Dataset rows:
******************************

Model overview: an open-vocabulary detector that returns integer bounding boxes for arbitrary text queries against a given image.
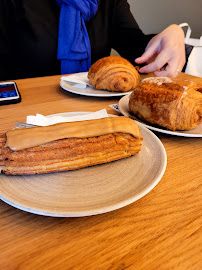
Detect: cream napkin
[26,109,108,126]
[60,72,92,89]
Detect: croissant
[129,77,202,131]
[88,56,140,92]
[0,117,142,175]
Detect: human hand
[135,24,186,78]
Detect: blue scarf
[57,0,99,74]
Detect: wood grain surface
[0,74,202,270]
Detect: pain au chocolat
[129,77,202,131]
[88,56,140,92]
[0,117,142,175]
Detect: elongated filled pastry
[0,117,142,175]
[88,56,140,92]
[129,77,202,131]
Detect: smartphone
[0,82,21,105]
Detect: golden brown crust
[6,116,140,150]
[88,56,140,92]
[129,77,202,131]
[1,133,142,175]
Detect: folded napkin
[26,109,108,126]
[60,72,92,89]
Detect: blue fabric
[57,0,99,74]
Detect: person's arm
[112,0,154,65]
[113,0,185,77]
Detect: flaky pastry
[129,77,202,131]
[0,117,142,175]
[88,56,140,92]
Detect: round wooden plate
[0,120,167,217]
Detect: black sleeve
[112,0,154,64]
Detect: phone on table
[0,82,21,105]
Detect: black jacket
[0,0,153,81]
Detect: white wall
[128,0,202,38]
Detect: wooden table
[0,74,202,270]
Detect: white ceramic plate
[60,72,131,97]
[118,95,202,137]
[0,112,167,217]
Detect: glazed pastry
[0,117,142,175]
[88,56,140,92]
[129,77,202,131]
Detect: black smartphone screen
[0,82,21,105]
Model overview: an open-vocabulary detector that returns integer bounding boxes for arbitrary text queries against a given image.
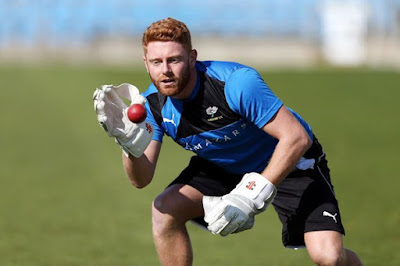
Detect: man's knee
[305,231,345,265]
[310,248,343,266]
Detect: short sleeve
[225,67,283,128]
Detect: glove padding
[93,83,153,157]
[203,173,277,236]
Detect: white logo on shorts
[322,211,337,223]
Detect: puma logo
[322,211,337,223]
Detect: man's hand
[93,83,153,157]
[203,173,277,236]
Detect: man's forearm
[261,135,311,186]
[122,154,155,188]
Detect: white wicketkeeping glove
[203,173,277,236]
[93,83,153,157]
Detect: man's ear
[143,55,149,73]
[190,49,197,66]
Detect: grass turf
[0,66,400,266]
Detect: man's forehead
[146,41,185,57]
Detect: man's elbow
[298,132,312,152]
[129,178,151,189]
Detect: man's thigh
[153,184,203,222]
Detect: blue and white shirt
[143,61,313,174]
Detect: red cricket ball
[127,103,147,124]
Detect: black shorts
[170,138,345,248]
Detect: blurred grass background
[0,65,400,266]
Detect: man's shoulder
[196,61,250,81]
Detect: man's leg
[152,184,203,266]
[304,231,362,266]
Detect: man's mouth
[161,79,175,86]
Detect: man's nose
[162,62,171,74]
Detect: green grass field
[0,66,400,266]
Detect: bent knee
[310,250,343,266]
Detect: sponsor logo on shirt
[206,106,223,122]
[178,123,247,152]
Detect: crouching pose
[94,18,361,266]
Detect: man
[94,18,361,265]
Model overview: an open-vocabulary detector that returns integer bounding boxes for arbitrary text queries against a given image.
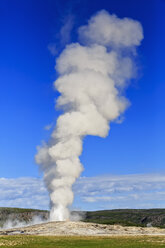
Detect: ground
[0,235,165,248]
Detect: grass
[0,235,165,248]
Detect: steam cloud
[36,10,143,221]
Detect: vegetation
[0,236,165,248]
[0,207,165,228]
[84,209,165,227]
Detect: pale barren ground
[0,221,165,236]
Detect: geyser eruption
[36,10,143,221]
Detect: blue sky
[0,0,165,208]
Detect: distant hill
[0,207,165,228]
[84,209,165,227]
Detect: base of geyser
[0,221,165,236]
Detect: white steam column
[36,10,143,221]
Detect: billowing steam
[36,10,143,221]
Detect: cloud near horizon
[0,174,165,210]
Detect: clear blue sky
[0,0,165,178]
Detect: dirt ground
[0,221,165,236]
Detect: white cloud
[0,174,165,210]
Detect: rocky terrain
[0,207,49,227]
[0,208,165,228]
[0,221,165,236]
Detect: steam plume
[36,10,143,220]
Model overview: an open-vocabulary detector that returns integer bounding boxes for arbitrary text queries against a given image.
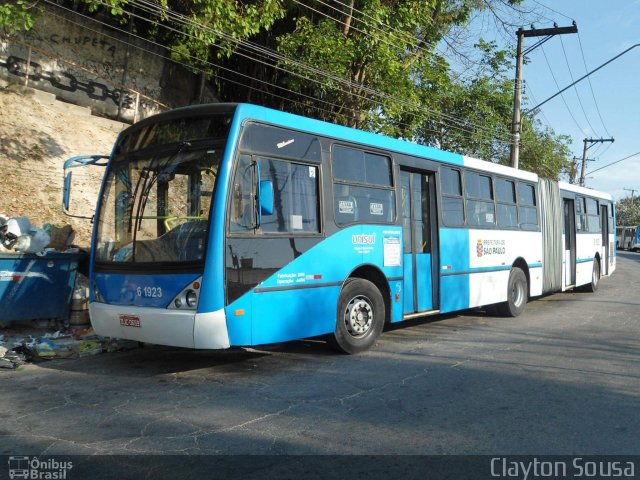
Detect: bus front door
[400,170,438,315]
[600,205,609,275]
[563,198,576,287]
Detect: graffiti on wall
[0,55,134,109]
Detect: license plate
[120,314,140,327]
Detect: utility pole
[580,138,615,187]
[510,22,578,168]
[569,155,595,185]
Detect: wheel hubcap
[344,296,373,337]
[511,283,524,307]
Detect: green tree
[0,0,37,34]
[616,197,640,225]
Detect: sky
[490,0,640,200]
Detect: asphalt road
[0,252,640,462]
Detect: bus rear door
[400,170,438,315]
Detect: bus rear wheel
[330,278,385,354]
[497,267,529,317]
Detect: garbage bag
[13,228,51,253]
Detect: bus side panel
[224,292,253,346]
[251,285,341,345]
[440,228,469,313]
[226,225,402,345]
[94,272,201,308]
[469,230,543,307]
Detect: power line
[87,0,506,142]
[587,152,640,175]
[560,37,597,134]
[541,47,588,137]
[532,0,575,21]
[130,0,506,142]
[571,33,612,138]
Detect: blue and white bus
[65,104,615,353]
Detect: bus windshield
[96,117,228,264]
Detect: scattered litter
[0,215,75,254]
[0,322,140,370]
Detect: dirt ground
[0,85,127,247]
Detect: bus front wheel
[330,278,385,354]
[497,267,529,317]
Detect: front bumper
[89,302,230,349]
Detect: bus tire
[498,267,529,317]
[329,278,385,354]
[584,258,600,292]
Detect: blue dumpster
[0,251,86,321]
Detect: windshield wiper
[129,141,191,263]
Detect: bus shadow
[33,345,269,377]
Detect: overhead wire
[578,32,613,137]
[45,0,382,123]
[540,47,588,137]
[129,0,510,143]
[559,35,598,135]
[587,152,640,175]
[105,0,510,143]
[45,0,450,139]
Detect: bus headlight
[167,277,202,310]
[185,290,198,308]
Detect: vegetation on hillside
[616,197,640,225]
[0,0,570,178]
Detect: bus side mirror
[258,180,273,215]
[62,155,109,220]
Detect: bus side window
[258,158,320,233]
[440,167,464,227]
[229,155,255,232]
[518,182,538,230]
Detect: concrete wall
[0,7,216,122]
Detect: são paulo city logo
[476,239,507,258]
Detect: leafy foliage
[0,0,569,178]
[0,0,36,34]
[616,197,640,225]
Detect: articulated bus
[64,104,616,353]
[616,226,640,252]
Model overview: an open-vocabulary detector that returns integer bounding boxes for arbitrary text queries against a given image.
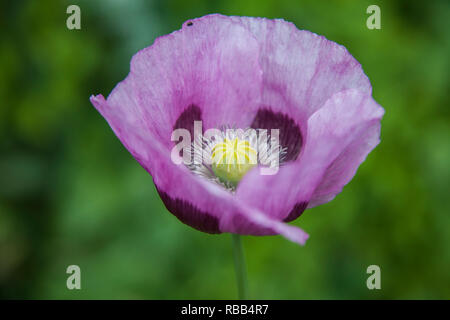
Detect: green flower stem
[231,233,248,300]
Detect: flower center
[187,128,286,192]
[211,137,258,187]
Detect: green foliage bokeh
[0,0,450,299]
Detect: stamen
[188,128,286,192]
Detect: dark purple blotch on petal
[156,188,222,234]
[251,108,303,161]
[283,202,308,222]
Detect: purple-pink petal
[91,15,384,244]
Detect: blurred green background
[0,0,450,299]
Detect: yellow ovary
[211,138,258,186]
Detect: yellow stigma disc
[211,138,258,186]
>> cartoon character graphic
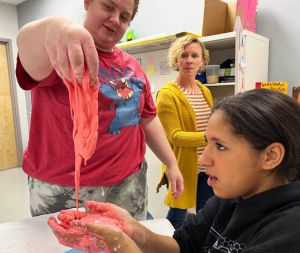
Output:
[99,77,143,134]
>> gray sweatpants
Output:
[28,160,148,220]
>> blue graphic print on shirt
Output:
[99,77,144,134]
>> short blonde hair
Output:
[168,35,209,71]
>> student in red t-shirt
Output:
[16,0,183,220]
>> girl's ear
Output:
[262,142,285,170]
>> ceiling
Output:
[0,0,26,5]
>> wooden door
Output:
[0,42,18,170]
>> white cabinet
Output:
[200,30,269,103]
[119,29,269,101]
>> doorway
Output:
[0,39,22,170]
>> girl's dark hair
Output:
[214,89,300,181]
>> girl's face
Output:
[84,0,134,51]
[199,110,284,199]
[177,42,203,79]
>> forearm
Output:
[132,221,180,253]
[17,17,74,81]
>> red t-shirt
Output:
[16,47,156,186]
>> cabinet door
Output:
[0,42,18,170]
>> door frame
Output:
[0,37,23,166]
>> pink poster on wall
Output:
[236,0,258,32]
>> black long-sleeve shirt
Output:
[173,181,300,253]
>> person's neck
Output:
[175,76,199,92]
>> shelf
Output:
[117,32,201,54]
[117,32,236,54]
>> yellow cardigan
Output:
[156,80,213,209]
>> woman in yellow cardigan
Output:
[157,35,213,228]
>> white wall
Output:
[256,0,300,95]
[0,3,28,156]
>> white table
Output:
[0,214,174,253]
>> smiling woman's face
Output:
[200,110,282,198]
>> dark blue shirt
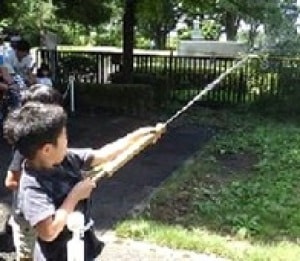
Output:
[18,149,102,261]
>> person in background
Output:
[10,39,36,86]
[36,63,53,87]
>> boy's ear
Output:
[40,143,53,155]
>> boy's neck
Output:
[25,159,53,170]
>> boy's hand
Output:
[71,178,96,201]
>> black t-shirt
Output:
[18,149,103,261]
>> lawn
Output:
[116,106,300,261]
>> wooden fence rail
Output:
[37,49,300,104]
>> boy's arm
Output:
[4,170,21,190]
[91,124,165,167]
[35,179,96,242]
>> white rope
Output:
[165,54,257,125]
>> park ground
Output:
[0,108,220,260]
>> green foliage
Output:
[53,0,112,26]
[118,109,300,261]
[201,20,221,40]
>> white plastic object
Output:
[67,211,84,261]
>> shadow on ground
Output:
[0,112,213,234]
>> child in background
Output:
[36,63,53,87]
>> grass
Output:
[116,106,300,261]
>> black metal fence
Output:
[37,50,300,104]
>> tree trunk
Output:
[225,12,240,41]
[122,0,136,83]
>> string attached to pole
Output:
[86,54,257,181]
[165,54,256,125]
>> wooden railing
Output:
[37,50,300,104]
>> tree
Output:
[136,0,182,49]
[53,0,114,27]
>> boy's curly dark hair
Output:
[3,102,67,159]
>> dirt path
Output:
[0,111,213,260]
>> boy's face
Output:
[16,50,28,60]
[42,127,68,167]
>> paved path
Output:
[0,116,220,261]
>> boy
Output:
[4,102,164,261]
[4,84,63,261]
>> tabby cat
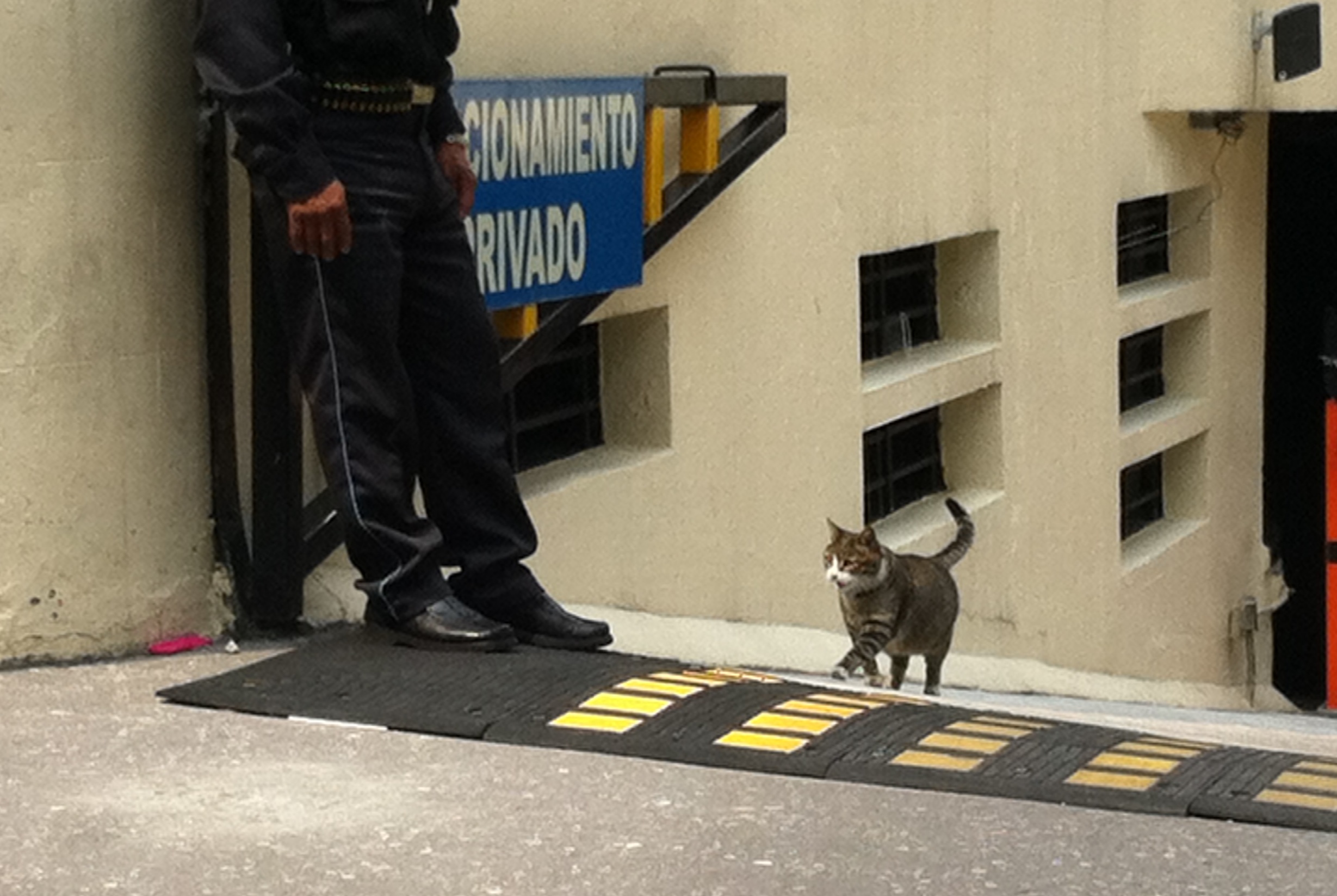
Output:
[826,497,975,694]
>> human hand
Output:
[287,181,353,261]
[436,143,479,218]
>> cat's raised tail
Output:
[933,497,975,567]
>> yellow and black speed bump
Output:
[162,633,1337,832]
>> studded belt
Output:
[315,80,436,115]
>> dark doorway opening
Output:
[1264,112,1337,709]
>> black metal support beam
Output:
[202,108,253,617]
[246,206,307,627]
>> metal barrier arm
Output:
[215,73,786,627]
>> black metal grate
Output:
[1119,455,1166,537]
[1119,195,1170,286]
[858,246,939,361]
[864,408,946,523]
[1119,326,1166,412]
[505,324,603,471]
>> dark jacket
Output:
[195,0,464,201]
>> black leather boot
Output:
[490,591,612,650]
[365,596,516,651]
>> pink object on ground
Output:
[148,635,214,656]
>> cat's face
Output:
[824,520,882,589]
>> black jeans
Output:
[255,112,540,619]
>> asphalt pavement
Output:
[0,647,1337,896]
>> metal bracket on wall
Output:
[205,72,786,628]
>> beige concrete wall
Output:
[0,0,216,659]
[10,0,1337,688]
[441,0,1337,701]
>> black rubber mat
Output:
[160,631,1337,831]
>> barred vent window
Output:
[1119,455,1166,539]
[1119,326,1166,412]
[864,408,946,523]
[505,324,603,471]
[858,246,939,361]
[1119,195,1170,286]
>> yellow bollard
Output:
[645,107,665,225]
[492,305,539,339]
[680,103,719,174]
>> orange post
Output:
[492,305,539,339]
[645,106,666,225]
[679,103,719,174]
[1325,399,1337,709]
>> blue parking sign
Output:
[453,78,646,309]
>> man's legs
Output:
[400,154,612,648]
[255,123,513,650]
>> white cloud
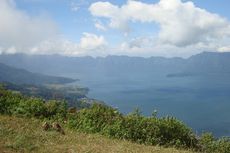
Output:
[0,0,58,53]
[217,46,230,52]
[29,33,107,56]
[94,21,107,31]
[0,0,107,55]
[80,33,107,50]
[89,0,230,47]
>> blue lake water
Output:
[70,74,230,136]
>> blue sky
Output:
[0,0,230,57]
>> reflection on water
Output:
[73,75,230,136]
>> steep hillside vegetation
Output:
[0,89,230,153]
[0,63,75,85]
[0,115,194,153]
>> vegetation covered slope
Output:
[0,115,193,153]
[0,63,75,84]
[0,89,230,153]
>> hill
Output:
[0,115,194,153]
[0,63,76,85]
[0,52,230,77]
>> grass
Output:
[0,115,198,153]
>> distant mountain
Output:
[0,52,230,78]
[0,60,75,85]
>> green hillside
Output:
[0,63,75,85]
[0,89,230,153]
[0,116,194,153]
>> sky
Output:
[0,0,230,57]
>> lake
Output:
[72,74,230,136]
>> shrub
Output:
[200,133,230,153]
[68,104,197,147]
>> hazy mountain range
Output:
[0,63,75,85]
[0,52,230,77]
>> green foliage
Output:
[0,86,67,119]
[68,104,197,147]
[0,88,230,153]
[200,133,230,153]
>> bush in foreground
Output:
[0,89,230,153]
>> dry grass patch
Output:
[0,116,197,153]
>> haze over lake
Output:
[74,70,230,136]
[0,52,230,136]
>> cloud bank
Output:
[89,0,230,47]
[0,0,230,57]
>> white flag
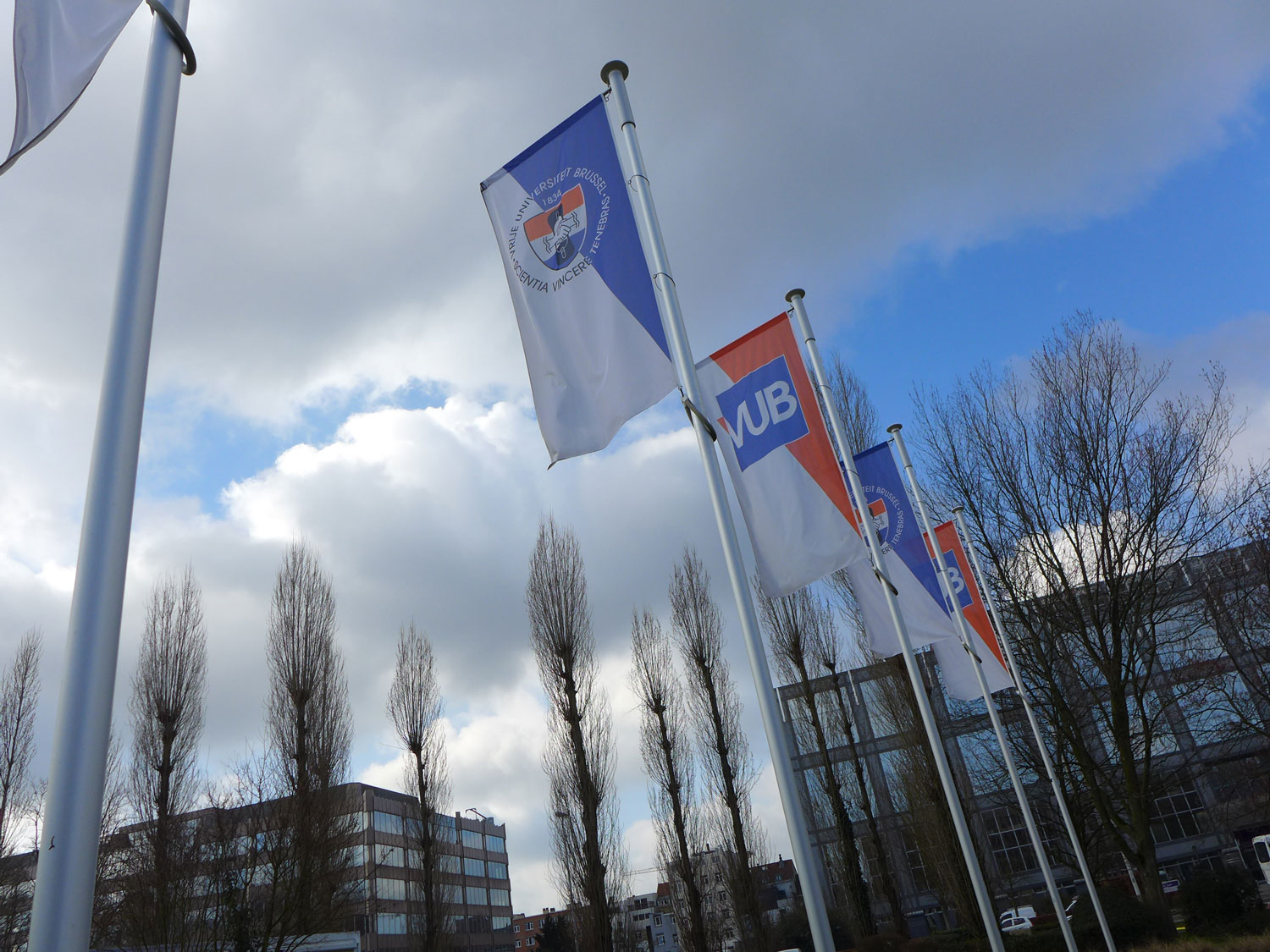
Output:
[482,96,678,464]
[0,0,139,173]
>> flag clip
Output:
[874,565,899,596]
[146,0,198,76]
[680,393,719,443]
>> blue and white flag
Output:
[482,96,678,464]
[0,0,139,173]
[855,443,958,655]
[698,314,876,598]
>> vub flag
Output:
[480,96,678,464]
[0,0,139,173]
[855,443,957,655]
[698,314,869,598]
[924,522,1015,701]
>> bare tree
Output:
[124,566,207,949]
[630,611,711,952]
[388,622,452,952]
[261,542,353,951]
[0,629,43,857]
[917,315,1252,904]
[754,579,879,938]
[670,548,767,952]
[525,517,627,952]
[91,728,132,949]
[0,629,43,951]
[809,603,908,936]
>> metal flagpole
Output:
[28,0,193,952]
[886,423,1077,952]
[599,60,835,952]
[952,507,1117,952]
[785,289,1005,952]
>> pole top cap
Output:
[599,60,632,86]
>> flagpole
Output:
[952,505,1117,952]
[886,423,1077,952]
[599,60,835,952]
[28,0,190,952]
[785,289,1005,952]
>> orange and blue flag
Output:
[698,314,869,598]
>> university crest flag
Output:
[480,96,678,464]
[698,314,876,598]
[0,0,139,173]
[924,522,1015,701]
[853,443,957,657]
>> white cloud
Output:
[0,0,1270,924]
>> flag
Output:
[0,0,139,173]
[853,443,957,655]
[698,314,876,598]
[924,522,1015,701]
[480,96,678,465]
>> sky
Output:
[0,0,1270,913]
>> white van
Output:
[997,906,1036,932]
[1252,833,1270,883]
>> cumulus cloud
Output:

******************************

### WHAT YOU HAVE TO DO
Identify every line of the items above that contains the string "shirt", and copy each of those lines. Case counts.

### SOLUTION TO THIS EXERCISE
Detect: blue and white shirt
Detect: sponsor logo on shirt
>> blue graphic print on shirt
>> student in red t-shirt
>> red t-shirt
>> black long-sleeve shirt
>> dark blue shirt
>> black t-shirt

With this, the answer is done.